Quote every line as given.

>> begin TASK DATA

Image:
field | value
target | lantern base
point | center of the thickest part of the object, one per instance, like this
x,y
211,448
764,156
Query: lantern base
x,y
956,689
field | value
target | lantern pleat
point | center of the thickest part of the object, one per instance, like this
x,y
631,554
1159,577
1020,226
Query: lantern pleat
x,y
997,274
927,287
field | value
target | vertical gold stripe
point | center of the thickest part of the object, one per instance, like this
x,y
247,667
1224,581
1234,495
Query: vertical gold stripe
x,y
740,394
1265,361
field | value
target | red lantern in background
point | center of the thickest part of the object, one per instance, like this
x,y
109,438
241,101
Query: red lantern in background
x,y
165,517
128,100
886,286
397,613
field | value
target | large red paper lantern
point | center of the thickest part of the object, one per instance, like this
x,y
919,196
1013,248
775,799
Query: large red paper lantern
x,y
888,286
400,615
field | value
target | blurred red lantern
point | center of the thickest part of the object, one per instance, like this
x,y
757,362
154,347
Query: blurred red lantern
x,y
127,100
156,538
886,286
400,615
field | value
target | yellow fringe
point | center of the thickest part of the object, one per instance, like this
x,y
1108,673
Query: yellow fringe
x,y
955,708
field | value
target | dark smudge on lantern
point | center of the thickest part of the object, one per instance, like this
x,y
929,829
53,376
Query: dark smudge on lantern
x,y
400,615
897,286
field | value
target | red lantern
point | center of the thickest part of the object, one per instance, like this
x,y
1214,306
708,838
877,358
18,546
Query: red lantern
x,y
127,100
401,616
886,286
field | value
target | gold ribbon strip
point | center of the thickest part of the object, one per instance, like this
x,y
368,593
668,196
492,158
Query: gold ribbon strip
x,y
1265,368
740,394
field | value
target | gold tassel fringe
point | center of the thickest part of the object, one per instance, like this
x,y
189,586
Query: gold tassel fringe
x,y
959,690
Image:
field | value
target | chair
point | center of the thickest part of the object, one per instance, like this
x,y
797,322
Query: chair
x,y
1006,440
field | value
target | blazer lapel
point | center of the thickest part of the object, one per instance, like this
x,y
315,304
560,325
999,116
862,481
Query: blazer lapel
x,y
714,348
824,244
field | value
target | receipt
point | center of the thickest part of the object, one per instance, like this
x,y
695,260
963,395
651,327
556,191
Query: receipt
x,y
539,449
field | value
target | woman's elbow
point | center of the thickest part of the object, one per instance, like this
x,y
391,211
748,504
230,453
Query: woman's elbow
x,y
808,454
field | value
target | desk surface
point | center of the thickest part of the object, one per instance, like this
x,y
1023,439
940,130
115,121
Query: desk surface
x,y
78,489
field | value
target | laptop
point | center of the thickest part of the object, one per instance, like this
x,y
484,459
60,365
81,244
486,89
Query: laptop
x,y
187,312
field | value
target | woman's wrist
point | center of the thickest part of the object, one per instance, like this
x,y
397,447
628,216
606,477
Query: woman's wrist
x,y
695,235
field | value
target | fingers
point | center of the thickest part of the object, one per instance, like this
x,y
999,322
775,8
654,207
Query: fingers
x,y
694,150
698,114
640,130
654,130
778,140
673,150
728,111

>> end TASK DATA

EXERCISE RESULT:
Image:
field | value
target | lantern base
point | center of the thickest part of the object, one per instance, like this
x,y
211,448
764,156
Query: lantern base
x,y
956,689
field | value
target | lantern pleat
point | center of the thickest part of the object, one per instance, like this
x,y
631,554
1159,577
1020,226
Query: lantern pleat
x,y
997,274
927,287
field | value
target | vertical gold stripe
point | center of the thickest part of the object, one per instance, like this
x,y
247,667
1224,581
1234,495
Query: vertical gold stripe
x,y
740,394
1265,361
field | value
target | red lantern in background
point | center of the thickest part of the object, one per instance, like this
x,y
109,438
241,101
Query: red lantern in background
x,y
165,517
128,100
886,286
397,613
field | value
target | large red paper lantern
point | center of the thickest part of the object, one per instance, like this
x,y
919,196
1013,248
775,799
Query: large red paper lantern
x,y
888,286
400,615
field | value
target | blurred red lantern
point | center of the thickest part of the object, one per instance, like this
x,y
757,362
154,347
Query: blurred red lantern
x,y
127,100
156,538
886,286
400,615
field | value
target | yellow fringe
point | center of the thickest part of the object, one per instance, like this
x,y
1108,673
Query: yellow fringe
x,y
955,708
field | value
target | dark smudge on lantern
point | center of the thickest part of the object, one per instance, like this
x,y
929,829
53,376
Query: dark smudge on lantern
x,y
400,615
897,286
field | value
target | red lantern
point | center of the thickest part of the object, one per instance, like this
x,y
1214,306
708,838
877,358
18,546
Query: red lantern
x,y
127,100
401,616
886,286
field | value
target | gold ribbon strip
point | center of the thickest part of the object, one per instance, like this
x,y
368,593
668,196
492,158
Query: gold ribbon strip
x,y
1265,368
740,394
field | value
target | gold tassel fringe
point | center of the thickest part of the object, one per instance, like this
x,y
189,586
Query: gold tassel fringe
x,y
959,690
Image:
field | value
target | chair
point | center of the thickest part of the object, one per instance, like this
x,y
797,322
Query: chair
x,y
1006,440
field | value
target | blazer lapel
point | center of the thickest part of the object, one per instance, like this
x,y
315,304
560,325
999,116
862,481
Query: blazer lapel
x,y
714,348
824,244
field | value
target | receipt
point | center of the thickest part of the object, one per instance, like this
x,y
695,260
963,395
651,327
556,191
Query: receipt
x,y
539,449
field | value
target | woman's elbow
point | center of the thickest part of the object, one per instance, like this
x,y
391,211
748,504
230,453
Query: woman's elbow
x,y
808,454
field | value
target | desk surface
point | center of the thickest part of the object, one per instance, like this
x,y
1023,439
940,130
115,121
Query: desk surface
x,y
78,489
field | value
target | laptop
point | center of the thickest part of the object, one per instance, like this
x,y
484,459
60,365
81,244
486,89
Query: laptop
x,y
187,312
field | value
target | woman's wrist
point | center of the thickest part of the object, one per instance, like this
x,y
397,447
628,216
606,477
Query: woman's wrist
x,y
695,235
field | value
target | fingers
point | center of the thickest part of the object, one per instance, like this
x,y
999,322
775,8
654,207
Query: fingers
x,y
694,150
698,114
640,130
654,130
778,140
673,150
728,111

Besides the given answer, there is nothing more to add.